OBJECTIVE:
Pull out the lines of the records below, starting with the line that contains "Please spot the wispy" and running through the end of the records. Reproduce each line word for word.

Collected data entries:
======
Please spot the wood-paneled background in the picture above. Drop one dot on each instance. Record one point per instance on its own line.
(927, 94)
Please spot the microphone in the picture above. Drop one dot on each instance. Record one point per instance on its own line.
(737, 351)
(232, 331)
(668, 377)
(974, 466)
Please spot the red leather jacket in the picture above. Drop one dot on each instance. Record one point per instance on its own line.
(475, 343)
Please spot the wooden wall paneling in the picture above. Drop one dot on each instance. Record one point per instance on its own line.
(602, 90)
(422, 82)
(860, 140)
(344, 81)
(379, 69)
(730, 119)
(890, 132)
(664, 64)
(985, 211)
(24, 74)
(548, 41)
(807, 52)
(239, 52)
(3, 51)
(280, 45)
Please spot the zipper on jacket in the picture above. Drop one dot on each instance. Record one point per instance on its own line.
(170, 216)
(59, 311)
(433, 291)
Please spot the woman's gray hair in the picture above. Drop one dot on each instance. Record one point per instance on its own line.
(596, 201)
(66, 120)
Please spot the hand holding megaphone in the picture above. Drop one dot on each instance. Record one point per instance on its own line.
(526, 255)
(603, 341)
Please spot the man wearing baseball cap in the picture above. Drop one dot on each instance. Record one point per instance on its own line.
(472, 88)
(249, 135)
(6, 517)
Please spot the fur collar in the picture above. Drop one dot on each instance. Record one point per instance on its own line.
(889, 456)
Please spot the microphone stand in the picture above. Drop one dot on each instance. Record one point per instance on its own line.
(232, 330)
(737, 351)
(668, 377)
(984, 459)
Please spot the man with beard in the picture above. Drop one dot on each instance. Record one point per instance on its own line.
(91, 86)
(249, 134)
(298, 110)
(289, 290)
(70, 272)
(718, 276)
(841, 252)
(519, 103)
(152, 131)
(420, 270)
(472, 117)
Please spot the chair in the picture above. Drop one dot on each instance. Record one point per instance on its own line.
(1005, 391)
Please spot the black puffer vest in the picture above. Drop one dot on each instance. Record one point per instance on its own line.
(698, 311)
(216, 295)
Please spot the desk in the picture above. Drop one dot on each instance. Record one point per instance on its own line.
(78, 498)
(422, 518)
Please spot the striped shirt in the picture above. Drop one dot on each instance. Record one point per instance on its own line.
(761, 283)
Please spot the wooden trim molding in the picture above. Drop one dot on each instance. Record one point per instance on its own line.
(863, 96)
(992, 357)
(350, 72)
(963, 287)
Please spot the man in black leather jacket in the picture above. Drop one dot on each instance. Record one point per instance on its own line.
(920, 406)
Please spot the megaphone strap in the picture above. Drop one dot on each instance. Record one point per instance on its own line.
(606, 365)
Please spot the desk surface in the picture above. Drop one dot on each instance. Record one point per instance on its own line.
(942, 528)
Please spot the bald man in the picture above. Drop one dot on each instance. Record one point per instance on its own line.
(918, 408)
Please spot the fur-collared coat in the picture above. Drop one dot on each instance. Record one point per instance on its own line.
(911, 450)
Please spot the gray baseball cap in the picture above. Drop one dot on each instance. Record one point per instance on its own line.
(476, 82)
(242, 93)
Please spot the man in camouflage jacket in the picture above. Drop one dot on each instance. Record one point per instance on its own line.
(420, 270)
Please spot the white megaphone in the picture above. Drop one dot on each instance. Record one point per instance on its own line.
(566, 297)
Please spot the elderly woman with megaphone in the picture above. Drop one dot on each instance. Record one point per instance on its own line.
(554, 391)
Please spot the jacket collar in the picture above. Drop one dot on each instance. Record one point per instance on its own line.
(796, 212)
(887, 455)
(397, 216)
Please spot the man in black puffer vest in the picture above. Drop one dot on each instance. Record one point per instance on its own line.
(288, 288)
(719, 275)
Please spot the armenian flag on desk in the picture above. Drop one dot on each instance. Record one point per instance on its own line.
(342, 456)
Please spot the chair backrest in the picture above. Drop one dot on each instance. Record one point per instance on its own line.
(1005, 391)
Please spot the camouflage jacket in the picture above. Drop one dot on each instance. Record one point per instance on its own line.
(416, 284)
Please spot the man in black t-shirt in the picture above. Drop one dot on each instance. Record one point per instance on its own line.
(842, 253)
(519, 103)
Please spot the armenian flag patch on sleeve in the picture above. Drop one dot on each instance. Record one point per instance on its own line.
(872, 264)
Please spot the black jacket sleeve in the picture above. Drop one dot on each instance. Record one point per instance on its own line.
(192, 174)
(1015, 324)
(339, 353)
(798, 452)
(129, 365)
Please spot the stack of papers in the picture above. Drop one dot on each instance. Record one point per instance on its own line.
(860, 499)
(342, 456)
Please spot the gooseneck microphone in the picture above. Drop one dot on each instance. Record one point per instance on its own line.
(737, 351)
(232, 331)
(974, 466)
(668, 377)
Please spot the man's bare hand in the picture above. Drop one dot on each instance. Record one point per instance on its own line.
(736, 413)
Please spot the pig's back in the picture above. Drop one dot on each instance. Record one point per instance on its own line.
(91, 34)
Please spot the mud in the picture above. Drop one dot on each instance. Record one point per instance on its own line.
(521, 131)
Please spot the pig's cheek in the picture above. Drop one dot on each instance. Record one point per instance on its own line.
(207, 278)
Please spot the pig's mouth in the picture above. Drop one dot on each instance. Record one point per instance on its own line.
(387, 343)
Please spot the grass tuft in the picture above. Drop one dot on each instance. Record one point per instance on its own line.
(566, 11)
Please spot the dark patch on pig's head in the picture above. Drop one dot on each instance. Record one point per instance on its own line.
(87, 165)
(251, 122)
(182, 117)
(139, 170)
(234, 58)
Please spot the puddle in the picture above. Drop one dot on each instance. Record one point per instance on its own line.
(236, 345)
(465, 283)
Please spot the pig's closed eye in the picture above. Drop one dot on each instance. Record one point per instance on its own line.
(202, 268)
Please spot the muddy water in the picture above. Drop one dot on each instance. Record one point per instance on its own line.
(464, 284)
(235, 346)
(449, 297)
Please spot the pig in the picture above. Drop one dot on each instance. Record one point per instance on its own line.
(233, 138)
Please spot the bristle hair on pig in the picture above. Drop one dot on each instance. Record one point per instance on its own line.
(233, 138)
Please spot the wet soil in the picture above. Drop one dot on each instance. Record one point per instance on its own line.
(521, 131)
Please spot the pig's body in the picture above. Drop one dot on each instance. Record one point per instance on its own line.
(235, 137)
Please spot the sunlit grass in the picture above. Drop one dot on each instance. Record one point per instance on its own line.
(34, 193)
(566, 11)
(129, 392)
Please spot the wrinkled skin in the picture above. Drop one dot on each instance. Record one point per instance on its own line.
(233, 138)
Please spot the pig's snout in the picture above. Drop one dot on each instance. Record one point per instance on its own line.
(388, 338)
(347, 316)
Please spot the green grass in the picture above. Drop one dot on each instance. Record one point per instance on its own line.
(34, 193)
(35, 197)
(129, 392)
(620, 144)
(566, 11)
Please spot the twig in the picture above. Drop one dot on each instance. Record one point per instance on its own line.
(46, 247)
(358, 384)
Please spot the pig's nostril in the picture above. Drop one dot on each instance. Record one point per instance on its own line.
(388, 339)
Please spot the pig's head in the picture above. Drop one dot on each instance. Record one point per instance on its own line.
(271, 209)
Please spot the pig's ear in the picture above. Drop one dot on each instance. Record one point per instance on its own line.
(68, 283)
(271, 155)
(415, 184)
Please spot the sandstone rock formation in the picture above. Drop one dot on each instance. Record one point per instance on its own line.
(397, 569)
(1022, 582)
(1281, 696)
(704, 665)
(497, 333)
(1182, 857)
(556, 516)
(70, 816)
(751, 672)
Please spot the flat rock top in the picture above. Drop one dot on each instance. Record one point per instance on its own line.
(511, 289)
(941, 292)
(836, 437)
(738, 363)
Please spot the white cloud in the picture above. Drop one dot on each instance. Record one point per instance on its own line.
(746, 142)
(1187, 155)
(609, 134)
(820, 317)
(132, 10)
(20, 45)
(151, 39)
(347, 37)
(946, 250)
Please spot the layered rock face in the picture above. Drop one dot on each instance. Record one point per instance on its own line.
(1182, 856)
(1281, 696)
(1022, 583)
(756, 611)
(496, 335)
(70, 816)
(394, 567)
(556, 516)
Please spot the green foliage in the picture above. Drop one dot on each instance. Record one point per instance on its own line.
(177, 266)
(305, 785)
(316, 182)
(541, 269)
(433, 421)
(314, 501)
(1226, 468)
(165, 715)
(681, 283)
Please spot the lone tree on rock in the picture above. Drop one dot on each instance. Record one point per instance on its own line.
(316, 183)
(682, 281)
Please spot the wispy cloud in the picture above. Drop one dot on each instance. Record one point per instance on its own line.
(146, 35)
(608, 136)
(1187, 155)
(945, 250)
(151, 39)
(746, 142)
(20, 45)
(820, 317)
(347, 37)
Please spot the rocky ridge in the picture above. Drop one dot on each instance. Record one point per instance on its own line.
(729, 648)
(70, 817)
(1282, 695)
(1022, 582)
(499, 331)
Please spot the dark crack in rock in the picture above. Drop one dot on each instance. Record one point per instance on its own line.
======
EXERCISE SOLUTION:
Please spot the wispy cloud in the picture above. Drop one dot on each instance. Record one point per instance on its own line.
(146, 35)
(608, 136)
(1187, 155)
(945, 250)
(151, 39)
(746, 142)
(20, 45)
(820, 317)
(347, 37)
Please spot the rocky ridge in the picture above. Drop one dot on each instance. Record one point per instance on its own line.
(729, 648)
(70, 817)
(1282, 695)
(1022, 582)
(499, 331)
Please spot the dark crack in rock in the picture above. Drop one dot on each instance. Record one point per instance on its own line.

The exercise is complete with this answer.